**Data provided:**
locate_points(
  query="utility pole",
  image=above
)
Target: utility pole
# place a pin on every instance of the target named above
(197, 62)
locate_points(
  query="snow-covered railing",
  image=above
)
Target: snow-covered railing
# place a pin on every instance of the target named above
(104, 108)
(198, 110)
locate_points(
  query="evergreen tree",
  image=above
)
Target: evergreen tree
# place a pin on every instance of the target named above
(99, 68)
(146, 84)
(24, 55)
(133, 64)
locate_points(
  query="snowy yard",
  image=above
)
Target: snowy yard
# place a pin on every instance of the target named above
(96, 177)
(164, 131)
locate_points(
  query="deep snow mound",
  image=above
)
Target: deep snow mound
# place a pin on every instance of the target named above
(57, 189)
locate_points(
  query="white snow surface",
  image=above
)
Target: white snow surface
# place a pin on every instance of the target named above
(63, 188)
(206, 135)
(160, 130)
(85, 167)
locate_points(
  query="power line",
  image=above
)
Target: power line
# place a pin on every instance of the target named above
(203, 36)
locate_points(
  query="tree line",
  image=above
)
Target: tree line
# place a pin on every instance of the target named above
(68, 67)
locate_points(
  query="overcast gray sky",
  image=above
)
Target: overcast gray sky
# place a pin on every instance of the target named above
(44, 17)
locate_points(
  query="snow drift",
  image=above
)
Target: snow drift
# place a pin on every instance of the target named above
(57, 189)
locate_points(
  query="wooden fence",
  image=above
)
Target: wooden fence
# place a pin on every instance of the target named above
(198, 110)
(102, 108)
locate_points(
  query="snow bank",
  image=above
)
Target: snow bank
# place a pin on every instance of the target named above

**Request:** Which lines in the data above contain the word "wooden"? Locate each one and copy it out in full.

**Written reply:**
  query="wooden fence",
Target: wooden fence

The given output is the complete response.